The problem
Duplicate, word for word, the portion of the email list message below between "Subject: Re: Question" and "the measurement was.", inclusive.

Passage provided

* * *

PSN-L Email List Message

Subject: Re: Question to Techno-Philes
From: sismos sismos@..............
Date: Fri, 09 Apr 2010 22:21:52 +0000


Geoff,

If you placed your calibrated 1 hz sensor, amp, digitizer combination at
the quietest place in the world the PDF point at 1 Hz would be on the
lower gray line, the low noise line.  Recorded earthquake or any ground
motion would lift of the point towards the high noise line.  The
digitizer bits and all that fancy stuff only affects the how accurate
the measurement was.

The point of the PDF is exactly to be able to tell as you put it "Help a
person know if their system is functioning correctly." without all the
scientific mumbo jumbo.  Once it is setup you can at a glance see if a
station is ok across the entire frequency range.  For the GSN and the
ANSS a live person looks at the PDFs every day and in about 30 minutes
knows the state of the hundreds of stations in the system.

I think that the scary word for a lot of folks in all of this is the
word "calibrated".  All I mean by calibration is that you could relate
counts or volts to displacements.  x volts from the sensor = x
nanometers of ground motion. 

You can do a PDF on an uncalibrated station you just can't relate it to
the noise models.  You could though easily see daily and seasonal
variations and you could at a glance see if your station was working
like it had been working in the past.

I am real dunce when it comes to a lot of this scientific stuff but it
would hard to make seeing if your system was working correctly much
simpler.  Especially when all I do is send the raw data to IRIS and they
do it for me.

Saludos,

Angel



On Fri, 2010-04-09 at 14:09 -0700, Geoffrey wrote:
> I hate to say this.... but some of this stuff
> really quacks me up :-)
> 
> I find it hard to translate this Montage of scientific data
> into what I want to see.
> 
> GIVEN:
> If you take a 1Hz geophone and plant it in a
> relatively quiet place free from human artifacts,
> you run the signal straight through filtering
> out everything above 1/2 the sample frequency
> as well as everything greater than 40 seconds of period.
> You amplify the signal until noise is like +/- two counts
> in a twelve or more bit A/D converter.
> Then you record this Z channel data as RAW
> single floating point 4 byte data.
> Say its on the Colorado plateau??(spelling unsure)
> OR Arizona basin range area ??
> 
> I should think such results would be regional in nature.

* * *

Record list
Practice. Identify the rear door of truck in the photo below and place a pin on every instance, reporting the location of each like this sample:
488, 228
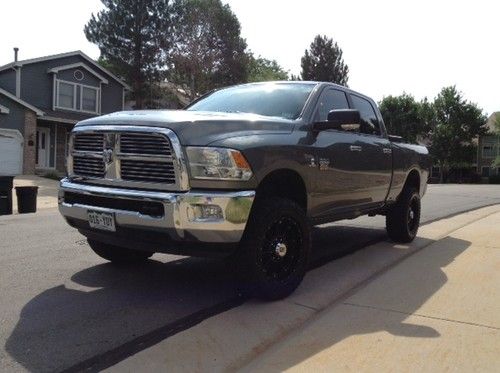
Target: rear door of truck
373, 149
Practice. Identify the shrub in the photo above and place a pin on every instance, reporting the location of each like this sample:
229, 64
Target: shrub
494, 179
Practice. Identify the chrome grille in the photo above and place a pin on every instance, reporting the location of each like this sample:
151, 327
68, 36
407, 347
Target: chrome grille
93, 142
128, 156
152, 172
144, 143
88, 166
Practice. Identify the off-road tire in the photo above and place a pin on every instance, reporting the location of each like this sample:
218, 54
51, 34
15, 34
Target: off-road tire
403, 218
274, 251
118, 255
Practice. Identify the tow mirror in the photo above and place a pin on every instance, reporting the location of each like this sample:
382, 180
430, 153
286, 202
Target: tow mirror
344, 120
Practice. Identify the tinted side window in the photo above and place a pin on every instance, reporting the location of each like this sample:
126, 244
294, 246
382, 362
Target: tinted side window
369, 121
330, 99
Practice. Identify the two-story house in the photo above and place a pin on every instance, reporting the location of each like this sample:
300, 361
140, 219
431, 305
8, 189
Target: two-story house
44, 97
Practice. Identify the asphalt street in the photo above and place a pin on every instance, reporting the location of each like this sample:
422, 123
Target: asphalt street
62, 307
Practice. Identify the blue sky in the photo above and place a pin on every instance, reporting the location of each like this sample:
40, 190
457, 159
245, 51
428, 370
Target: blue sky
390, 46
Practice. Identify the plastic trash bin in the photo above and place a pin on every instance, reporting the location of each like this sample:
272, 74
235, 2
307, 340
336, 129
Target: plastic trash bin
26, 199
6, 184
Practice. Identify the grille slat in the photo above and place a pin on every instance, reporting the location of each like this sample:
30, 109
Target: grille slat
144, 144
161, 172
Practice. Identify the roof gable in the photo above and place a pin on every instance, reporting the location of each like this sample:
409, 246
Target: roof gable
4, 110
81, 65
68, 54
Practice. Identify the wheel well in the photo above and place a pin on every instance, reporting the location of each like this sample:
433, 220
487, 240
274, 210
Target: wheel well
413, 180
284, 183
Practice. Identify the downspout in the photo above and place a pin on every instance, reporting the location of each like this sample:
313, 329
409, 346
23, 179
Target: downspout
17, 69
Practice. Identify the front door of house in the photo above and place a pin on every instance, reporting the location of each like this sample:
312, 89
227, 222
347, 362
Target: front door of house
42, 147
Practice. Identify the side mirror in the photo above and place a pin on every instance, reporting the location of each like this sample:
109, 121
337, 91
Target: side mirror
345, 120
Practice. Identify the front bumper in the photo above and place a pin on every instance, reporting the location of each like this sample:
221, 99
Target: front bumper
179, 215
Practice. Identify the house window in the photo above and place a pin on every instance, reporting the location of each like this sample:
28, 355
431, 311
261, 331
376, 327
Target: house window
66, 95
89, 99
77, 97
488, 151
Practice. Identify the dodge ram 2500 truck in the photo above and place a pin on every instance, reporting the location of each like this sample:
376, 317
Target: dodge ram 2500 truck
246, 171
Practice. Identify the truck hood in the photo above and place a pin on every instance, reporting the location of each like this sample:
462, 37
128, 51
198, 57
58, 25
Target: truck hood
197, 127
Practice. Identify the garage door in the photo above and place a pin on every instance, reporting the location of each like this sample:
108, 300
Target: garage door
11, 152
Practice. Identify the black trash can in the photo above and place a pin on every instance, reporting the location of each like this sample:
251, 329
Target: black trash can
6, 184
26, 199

* * *

Exercise answer
Subject: Re: Question to Techno-Philes
From: sismos sismos@..............
Date: Fri, 09 Apr 2010 22:21:52 +0000


Geoff,

If you placed your calibrated 1 hz sensor, amp, digitizer combination at
the quietest place in the world the PDF point at 1 Hz would be on the
lower gray line, the low noise line.  Recorded earthquake or any ground
motion would lift of the point towards the high noise line.  The
digitizer bits and all that fancy stuff only affects the how accurate
the measurement was.